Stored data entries
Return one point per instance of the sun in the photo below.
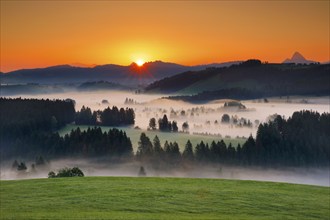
(140, 62)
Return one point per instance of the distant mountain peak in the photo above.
(298, 58)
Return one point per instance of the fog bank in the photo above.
(310, 176)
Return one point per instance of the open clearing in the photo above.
(160, 198)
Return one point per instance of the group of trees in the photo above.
(301, 140)
(163, 124)
(108, 117)
(67, 172)
(26, 129)
(24, 117)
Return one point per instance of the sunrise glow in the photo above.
(140, 62)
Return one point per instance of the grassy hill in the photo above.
(160, 198)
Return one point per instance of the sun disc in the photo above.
(140, 62)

- **Requirement**
Each line from the one containing "Return one point per instance of the open" through the final line of the records must be repeated exactly, with no line added or dropped.

- **Response to the task**
Return one point per instance of the open clearing in the photo above.
(160, 198)
Return one point per instance of the group of trees in the photo above.
(301, 140)
(163, 124)
(108, 117)
(67, 172)
(26, 129)
(24, 117)
Return one point per instance of the sunrise glow in the photo above.
(140, 62)
Return one point per instance of the grassy hill in the photo above.
(160, 198)
Return one point per instance of the sun disc in the photo above.
(140, 62)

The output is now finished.